- Written task
No images are to be carried over; print all other material exactly as it stands.

[Data items]
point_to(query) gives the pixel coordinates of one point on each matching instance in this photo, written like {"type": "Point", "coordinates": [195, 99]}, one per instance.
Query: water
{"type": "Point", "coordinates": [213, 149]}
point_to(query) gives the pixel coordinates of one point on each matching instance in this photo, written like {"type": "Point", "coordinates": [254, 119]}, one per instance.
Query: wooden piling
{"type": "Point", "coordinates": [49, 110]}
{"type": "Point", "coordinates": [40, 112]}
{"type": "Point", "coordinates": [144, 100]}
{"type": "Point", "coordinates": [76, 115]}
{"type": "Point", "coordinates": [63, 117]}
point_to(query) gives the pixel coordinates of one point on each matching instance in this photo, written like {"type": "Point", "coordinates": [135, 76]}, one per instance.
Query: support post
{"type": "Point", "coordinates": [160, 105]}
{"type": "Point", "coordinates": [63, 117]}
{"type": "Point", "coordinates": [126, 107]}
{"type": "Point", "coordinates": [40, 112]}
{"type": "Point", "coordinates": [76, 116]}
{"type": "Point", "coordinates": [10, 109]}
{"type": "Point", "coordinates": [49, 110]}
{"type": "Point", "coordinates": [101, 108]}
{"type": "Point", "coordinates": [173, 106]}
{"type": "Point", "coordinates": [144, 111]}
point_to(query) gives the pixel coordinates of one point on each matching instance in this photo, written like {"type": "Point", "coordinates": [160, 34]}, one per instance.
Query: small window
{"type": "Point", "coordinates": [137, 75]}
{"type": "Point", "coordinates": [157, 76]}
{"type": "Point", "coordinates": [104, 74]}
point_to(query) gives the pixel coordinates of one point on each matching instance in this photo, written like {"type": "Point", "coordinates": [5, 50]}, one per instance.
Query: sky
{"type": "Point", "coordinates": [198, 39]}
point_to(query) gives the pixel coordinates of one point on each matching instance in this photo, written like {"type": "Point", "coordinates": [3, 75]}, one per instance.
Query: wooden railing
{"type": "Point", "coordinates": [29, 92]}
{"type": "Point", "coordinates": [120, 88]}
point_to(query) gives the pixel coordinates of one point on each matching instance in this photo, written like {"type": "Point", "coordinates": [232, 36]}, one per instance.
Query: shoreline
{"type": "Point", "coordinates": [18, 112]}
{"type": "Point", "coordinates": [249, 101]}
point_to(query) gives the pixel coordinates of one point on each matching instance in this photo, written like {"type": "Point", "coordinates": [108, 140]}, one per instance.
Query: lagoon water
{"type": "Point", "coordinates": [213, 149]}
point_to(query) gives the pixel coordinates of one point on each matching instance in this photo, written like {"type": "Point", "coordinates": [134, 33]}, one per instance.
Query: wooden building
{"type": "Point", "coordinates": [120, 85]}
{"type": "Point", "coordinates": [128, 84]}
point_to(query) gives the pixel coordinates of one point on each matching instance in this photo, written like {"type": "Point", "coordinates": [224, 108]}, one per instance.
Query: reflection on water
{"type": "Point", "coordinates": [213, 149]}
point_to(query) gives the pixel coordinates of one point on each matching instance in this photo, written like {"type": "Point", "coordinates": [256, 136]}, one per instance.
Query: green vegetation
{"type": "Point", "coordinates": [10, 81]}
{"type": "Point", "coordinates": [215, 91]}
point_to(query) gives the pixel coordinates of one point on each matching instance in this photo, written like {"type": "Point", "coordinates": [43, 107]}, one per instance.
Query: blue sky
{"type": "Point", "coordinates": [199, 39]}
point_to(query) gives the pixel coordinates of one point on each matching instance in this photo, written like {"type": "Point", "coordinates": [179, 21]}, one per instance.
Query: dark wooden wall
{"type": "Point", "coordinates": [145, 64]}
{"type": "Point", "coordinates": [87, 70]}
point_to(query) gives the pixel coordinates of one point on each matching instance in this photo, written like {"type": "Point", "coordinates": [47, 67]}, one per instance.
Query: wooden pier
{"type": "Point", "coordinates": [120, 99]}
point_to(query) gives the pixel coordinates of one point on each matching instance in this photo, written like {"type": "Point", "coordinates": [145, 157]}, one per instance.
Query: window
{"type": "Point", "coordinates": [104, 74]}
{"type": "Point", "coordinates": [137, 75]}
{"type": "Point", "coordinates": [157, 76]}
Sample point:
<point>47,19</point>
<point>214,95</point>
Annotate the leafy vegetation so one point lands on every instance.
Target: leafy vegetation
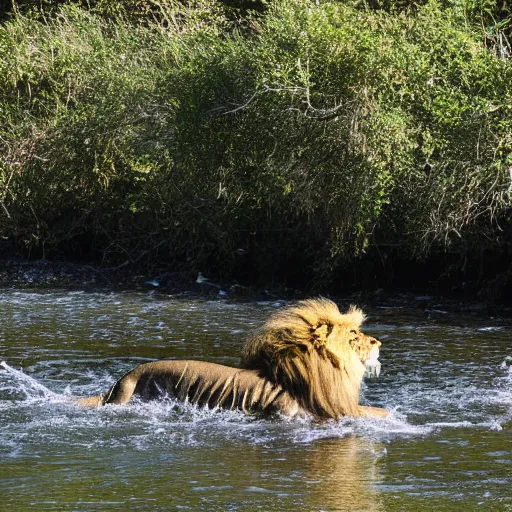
<point>286,145</point>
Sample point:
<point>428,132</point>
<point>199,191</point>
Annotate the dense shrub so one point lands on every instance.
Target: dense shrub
<point>323,131</point>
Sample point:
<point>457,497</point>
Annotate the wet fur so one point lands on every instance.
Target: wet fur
<point>306,359</point>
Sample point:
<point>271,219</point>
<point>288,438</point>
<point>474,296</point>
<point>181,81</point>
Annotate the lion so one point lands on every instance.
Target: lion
<point>308,359</point>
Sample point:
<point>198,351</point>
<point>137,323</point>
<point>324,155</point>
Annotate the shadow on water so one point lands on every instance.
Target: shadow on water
<point>447,445</point>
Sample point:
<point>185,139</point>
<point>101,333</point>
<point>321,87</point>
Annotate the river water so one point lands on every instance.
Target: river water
<point>447,445</point>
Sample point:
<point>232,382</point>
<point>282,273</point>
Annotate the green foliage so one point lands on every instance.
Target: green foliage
<point>325,130</point>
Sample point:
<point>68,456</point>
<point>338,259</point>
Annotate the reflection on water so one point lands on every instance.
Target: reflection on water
<point>445,447</point>
<point>341,474</point>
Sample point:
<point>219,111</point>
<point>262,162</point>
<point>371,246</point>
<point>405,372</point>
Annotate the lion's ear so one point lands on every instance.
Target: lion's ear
<point>333,358</point>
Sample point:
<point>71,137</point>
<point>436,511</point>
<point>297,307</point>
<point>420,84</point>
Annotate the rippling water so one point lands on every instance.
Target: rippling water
<point>447,445</point>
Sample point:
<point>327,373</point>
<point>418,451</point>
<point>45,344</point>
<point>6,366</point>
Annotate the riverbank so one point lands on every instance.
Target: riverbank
<point>326,146</point>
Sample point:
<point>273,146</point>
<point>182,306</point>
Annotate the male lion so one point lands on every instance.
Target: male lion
<point>306,359</point>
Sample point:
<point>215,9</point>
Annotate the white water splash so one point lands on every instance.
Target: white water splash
<point>30,387</point>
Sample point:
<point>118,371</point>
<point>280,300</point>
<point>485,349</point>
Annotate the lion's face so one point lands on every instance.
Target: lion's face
<point>366,347</point>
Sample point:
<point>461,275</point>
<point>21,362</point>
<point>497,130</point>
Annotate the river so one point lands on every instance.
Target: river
<point>447,445</point>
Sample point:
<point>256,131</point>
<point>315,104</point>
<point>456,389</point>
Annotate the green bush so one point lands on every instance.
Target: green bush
<point>320,132</point>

- Expected answer
point_to(query) gives the pixel coordinates of one point on each matching instance in this photo, written like {"type": "Point", "coordinates": [195, 99]}, one per instance.
Query: water
{"type": "Point", "coordinates": [213, 149]}
point_to(query) gives the pixel coordinates of one point on each matching instance in this photo, written like {"type": "Point", "coordinates": [254, 119]}, one per instance.
Query: wooden piling
{"type": "Point", "coordinates": [49, 110]}
{"type": "Point", "coordinates": [40, 112]}
{"type": "Point", "coordinates": [144, 100]}
{"type": "Point", "coordinates": [76, 115]}
{"type": "Point", "coordinates": [63, 117]}
point_to(query) gives the pixel coordinates of one point on each matching instance in this photo, written like {"type": "Point", "coordinates": [135, 76]}, one per instance.
Query: support post
{"type": "Point", "coordinates": [160, 105]}
{"type": "Point", "coordinates": [63, 117]}
{"type": "Point", "coordinates": [126, 107]}
{"type": "Point", "coordinates": [40, 112]}
{"type": "Point", "coordinates": [76, 116]}
{"type": "Point", "coordinates": [10, 109]}
{"type": "Point", "coordinates": [49, 110]}
{"type": "Point", "coordinates": [101, 108]}
{"type": "Point", "coordinates": [173, 106]}
{"type": "Point", "coordinates": [144, 111]}
point_to(query) gives the pixel coordinates of one point on each matching instance in this photo, written like {"type": "Point", "coordinates": [160, 34]}, one per instance.
Query: small window
{"type": "Point", "coordinates": [137, 75]}
{"type": "Point", "coordinates": [157, 76]}
{"type": "Point", "coordinates": [104, 74]}
point_to(query) gives the pixel coordinates of one point on each matching instance in this photo, written like {"type": "Point", "coordinates": [5, 50]}, one per instance.
Query: sky
{"type": "Point", "coordinates": [198, 39]}
point_to(query) gives the pixel coordinates of one point on each matching instance in this photo, written like {"type": "Point", "coordinates": [3, 75]}, one per instance.
Query: wooden railing
{"type": "Point", "coordinates": [29, 92]}
{"type": "Point", "coordinates": [120, 88]}
point_to(query) gives the pixel coordinates of one point on each matching instance in this photo, written like {"type": "Point", "coordinates": [232, 36]}, one per instance.
Query: shoreline
{"type": "Point", "coordinates": [18, 112]}
{"type": "Point", "coordinates": [249, 101]}
point_to(query) gives the pixel coordinates of one point on each matching instance in this photo, written like {"type": "Point", "coordinates": [108, 140]}, one per instance.
Query: lagoon water
{"type": "Point", "coordinates": [213, 149]}
point_to(query) gives the pixel coordinates of one point on each matching instance in this photo, written like {"type": "Point", "coordinates": [134, 33]}, one per instance.
Query: wooden building
{"type": "Point", "coordinates": [120, 85]}
{"type": "Point", "coordinates": [128, 84]}
point_to(query) gives the pixel coordinates of one point on each matching instance in this photo, written like {"type": "Point", "coordinates": [224, 108]}, one per instance.
Query: reflection on water
{"type": "Point", "coordinates": [213, 149]}
point_to(query) gives the pixel coordinates of one point on each matching instance in this photo, written like {"type": "Point", "coordinates": [256, 136]}, one per instance.
Query: green vegetation
{"type": "Point", "coordinates": [10, 81]}
{"type": "Point", "coordinates": [215, 91]}
point_to(query) gives the pixel coordinates of one point on each matching instance in this photo, written like {"type": "Point", "coordinates": [43, 107]}, one per instance.
Query: blue sky
{"type": "Point", "coordinates": [199, 39]}
point_to(query) gives the pixel coordinates of one point on each matching instance in this photo, written like {"type": "Point", "coordinates": [179, 21]}, one per instance.
Query: dark wooden wall
{"type": "Point", "coordinates": [145, 64]}
{"type": "Point", "coordinates": [87, 70]}
point_to(query) gives the pixel coordinates of one point on each matching instance in this photo, written like {"type": "Point", "coordinates": [47, 67]}, one per instance.
Query: wooden pier
{"type": "Point", "coordinates": [120, 99]}
point_to(query) gives the pixel coordinates of one point on each matching instance in this photo, written like {"type": "Point", "coordinates": [145, 157]}, one per instance.
Query: window
{"type": "Point", "coordinates": [104, 74]}
{"type": "Point", "coordinates": [137, 75]}
{"type": "Point", "coordinates": [157, 76]}
Sample point:
<point>47,19</point>
<point>214,95</point>
Annotate the leafy vegetation so one point lands on every instance.
Target: leafy vegetation
<point>286,145</point>
Sample point:
<point>428,132</point>
<point>199,191</point>
Annotate the dense shrub so one point lands on every instance.
Target: dense shrub
<point>323,131</point>
Sample point:
<point>457,497</point>
Annotate the wet fur so one point lands on every instance.
Target: wet fur
<point>306,359</point>
Sample point:
<point>271,219</point>
<point>288,438</point>
<point>474,296</point>
<point>181,81</point>
Annotate the lion so one point lands on every instance.
Target: lion
<point>308,359</point>
Sample point:
<point>198,351</point>
<point>137,323</point>
<point>324,155</point>
Annotate the shadow on water so one point lands on every instance.
Target: shadow on water
<point>447,445</point>
Sample point:
<point>185,139</point>
<point>101,333</point>
<point>321,87</point>
Annotate the river water so one point lands on every instance.
Target: river water
<point>447,445</point>
Sample point:
<point>232,382</point>
<point>282,273</point>
Annotate the green foliage so one point lands on every instance.
Target: green foliage
<point>325,130</point>
Sample point:
<point>68,456</point>
<point>338,259</point>
Annotate the reflection on water so one point lands on every instance.
Target: reflection on water
<point>445,447</point>
<point>341,474</point>
Sample point:
<point>219,111</point>
<point>262,162</point>
<point>371,246</point>
<point>405,372</point>
Annotate the lion's ear so one point lands on every instance.
Target: lion's ear
<point>333,358</point>
Sample point:
<point>71,137</point>
<point>436,511</point>
<point>297,307</point>
<point>420,84</point>
Annotate the rippling water so one point lands on every instance.
Target: rippling water
<point>447,445</point>
Sample point:
<point>327,373</point>
<point>418,451</point>
<point>45,344</point>
<point>6,366</point>
Annotate the riverbank so one point lands on every instance.
Target: riverbank
<point>326,146</point>
Sample point:
<point>273,146</point>
<point>182,306</point>
Annotate the male lion so one point lands on every instance.
Target: male lion
<point>306,359</point>
Sample point:
<point>215,9</point>
Annotate the white water splash so one point lands on every instance.
Target: white water splash
<point>30,387</point>
Sample point:
<point>118,371</point>
<point>280,300</point>
<point>485,349</point>
Annotate the lion's face so one point lands on every instance.
Target: lion's face
<point>366,347</point>
Sample point:
<point>461,275</point>
<point>21,362</point>
<point>497,130</point>
Annotate the river so one point lands on every instance.
Target: river
<point>447,445</point>
Sample point:
<point>256,131</point>
<point>315,104</point>
<point>456,389</point>
Annotate the green bush so one point lands on every instance.
Target: green bush
<point>320,132</point>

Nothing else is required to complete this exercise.